Friday, August 7, 2015

home sweet home

There is something about going home, to your people, your space, to whatever makes you feel rooted and whole. For Monrovia, we've found that one home for her is her old deaf school, where we took her from 7 months until she was almost 4. It is a trek for us, usually about an hour each way to get there, but it also is a place that changed our lives forever, and gave us an ongoing community of support and friendship that we still carry with us.

This summer we were able to go for one week of Alumni Camp, so every morning we piled into the car at 7 am to make the drive. As you can see, out of my two kids I have one morning person and one not-so-morning-person...
My favorite part of Alumni Camp is that feeling of going back to a place where you are known, and where other people share some of your experience. For Monrovia, she gets to be in a place where almost all of the kids have hearing loss- just like her. Since at her regular school she is the only kid with hearing loss (and she notices this), it is a special time.

Going into Camp with her friend Samantha...(Let me tell you how many times I have walked up and down the below stairs)
Morning Music started at 8:30, and even though Monrovia is now 7, she still loved it. And what can I say? I love it too. Monrovia used to sit in this same circle when she was barely walking. I love that she is now one of the old kids that the little ones can look up to, at the same time that she is singing and participating.

Monrovia's friend Kalia, who also lives in Oakland, was there for camp too. They were in class together when Monrovia was just 15 months old! Not so little anymore...
Monrovia's sweet class of kiddos, and their amazing teacher Lisa - who happens to be my dear friend and a mama to Monrovia's "sister" Lily. Her class theme was The Enchanted Forest, so they named themselves Peter Pan (in honor of the token boy in their class) and the Fairies. Love all of these sweet kiddos.

* _SOURCE INFORMATION_:
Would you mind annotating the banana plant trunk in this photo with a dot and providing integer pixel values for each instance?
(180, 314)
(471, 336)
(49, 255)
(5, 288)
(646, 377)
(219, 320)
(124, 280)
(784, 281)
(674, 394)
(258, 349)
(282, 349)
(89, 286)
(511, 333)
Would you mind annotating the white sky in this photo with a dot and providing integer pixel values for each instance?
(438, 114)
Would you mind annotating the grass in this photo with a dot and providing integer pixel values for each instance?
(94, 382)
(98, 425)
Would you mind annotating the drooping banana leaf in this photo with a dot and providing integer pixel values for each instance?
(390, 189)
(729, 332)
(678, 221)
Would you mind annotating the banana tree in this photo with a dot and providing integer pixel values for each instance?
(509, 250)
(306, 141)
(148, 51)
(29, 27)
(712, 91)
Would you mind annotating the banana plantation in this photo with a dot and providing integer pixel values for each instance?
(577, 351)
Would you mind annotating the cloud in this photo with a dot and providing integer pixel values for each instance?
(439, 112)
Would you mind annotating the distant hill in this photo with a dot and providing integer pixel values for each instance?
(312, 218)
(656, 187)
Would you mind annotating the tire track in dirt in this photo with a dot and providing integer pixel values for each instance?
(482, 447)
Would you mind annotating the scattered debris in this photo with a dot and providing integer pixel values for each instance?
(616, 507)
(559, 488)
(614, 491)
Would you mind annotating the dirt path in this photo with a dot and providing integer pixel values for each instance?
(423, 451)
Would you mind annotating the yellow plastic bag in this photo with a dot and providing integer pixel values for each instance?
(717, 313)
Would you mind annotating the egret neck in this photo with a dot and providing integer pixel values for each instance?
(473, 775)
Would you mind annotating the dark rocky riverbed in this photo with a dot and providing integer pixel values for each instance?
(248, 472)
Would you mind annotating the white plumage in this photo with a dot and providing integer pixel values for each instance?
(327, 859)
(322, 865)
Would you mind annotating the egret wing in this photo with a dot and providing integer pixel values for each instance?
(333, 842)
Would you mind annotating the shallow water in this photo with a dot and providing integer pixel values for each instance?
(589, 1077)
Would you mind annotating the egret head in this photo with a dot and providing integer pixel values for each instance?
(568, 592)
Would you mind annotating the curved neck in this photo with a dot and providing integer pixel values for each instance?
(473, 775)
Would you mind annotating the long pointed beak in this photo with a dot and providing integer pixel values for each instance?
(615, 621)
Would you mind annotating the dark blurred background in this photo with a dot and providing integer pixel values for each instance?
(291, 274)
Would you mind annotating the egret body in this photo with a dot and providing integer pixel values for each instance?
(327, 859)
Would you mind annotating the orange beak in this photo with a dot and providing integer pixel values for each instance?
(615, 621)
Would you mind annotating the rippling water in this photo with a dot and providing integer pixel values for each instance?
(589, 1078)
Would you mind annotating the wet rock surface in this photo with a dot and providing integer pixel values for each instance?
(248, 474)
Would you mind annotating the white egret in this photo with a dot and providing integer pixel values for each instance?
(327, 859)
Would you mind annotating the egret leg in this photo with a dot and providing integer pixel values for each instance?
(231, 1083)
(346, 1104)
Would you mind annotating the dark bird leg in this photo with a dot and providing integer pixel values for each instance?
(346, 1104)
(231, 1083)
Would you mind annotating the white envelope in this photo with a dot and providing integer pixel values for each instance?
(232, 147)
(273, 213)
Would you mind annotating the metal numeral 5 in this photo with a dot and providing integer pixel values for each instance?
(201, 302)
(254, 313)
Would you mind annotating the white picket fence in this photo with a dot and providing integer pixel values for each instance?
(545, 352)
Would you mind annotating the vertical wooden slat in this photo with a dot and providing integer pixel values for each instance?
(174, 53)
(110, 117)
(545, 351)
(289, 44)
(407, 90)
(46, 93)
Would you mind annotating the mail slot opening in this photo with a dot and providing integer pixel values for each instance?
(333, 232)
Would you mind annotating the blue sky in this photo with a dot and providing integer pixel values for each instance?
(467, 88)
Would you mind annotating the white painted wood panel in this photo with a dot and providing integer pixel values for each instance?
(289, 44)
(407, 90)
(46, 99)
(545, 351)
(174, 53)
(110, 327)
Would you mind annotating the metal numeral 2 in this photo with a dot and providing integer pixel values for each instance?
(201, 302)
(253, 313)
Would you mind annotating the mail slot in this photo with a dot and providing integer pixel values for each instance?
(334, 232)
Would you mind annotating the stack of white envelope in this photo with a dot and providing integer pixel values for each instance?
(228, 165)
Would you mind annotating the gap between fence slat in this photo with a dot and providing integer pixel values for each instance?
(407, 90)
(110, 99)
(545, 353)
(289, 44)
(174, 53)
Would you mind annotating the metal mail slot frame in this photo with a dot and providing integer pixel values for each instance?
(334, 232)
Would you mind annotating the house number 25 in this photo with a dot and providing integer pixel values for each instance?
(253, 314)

* _WORK TO COMPLETE_:
**a.** In the Alumni Camp post, what time did Morning Music start?
**b.** Carry on the Alumni Camp post from its last sentence.
The listing has no connection to the Alumni Camp post.

* _ANSWERS BY ITEM NUMBER_:
**a.** Morning Music started at 8:30.

**b.**
Monrovia and her friend Lily decided to be twins the first day, so they wore matching outfits, including headbands made to hold their cochlear implants. Melt my heart these two!
Meanwhile, while the big kids are at Camp all morning, the mamas had the younger siblings for a few hours. That usually (and historically) means hanging out at school, going to a park, going to Target and Whole Foods....After a long time apart, they old crew is back together!
Daily errands to the store...

Ruby with her first ever friend Ella. They've known each other since they were born, these two!
The big kids Enchanted Forest....

The kids made fairy houses
And made and wrote about their fairies...
Monrovia's friend Vivian led a cheer at Morning Music. People, these little kids yelling their little hearts out? All have hearing loss. I love it. It seriously never gets old.

Every day we would hang out after camp and eat lunch together. The mamas would talk and the kids would all play for as long as we would let them, running and chasing and imagining and shouting and throwing and being crazy.

Then back on the road, home to Oakland!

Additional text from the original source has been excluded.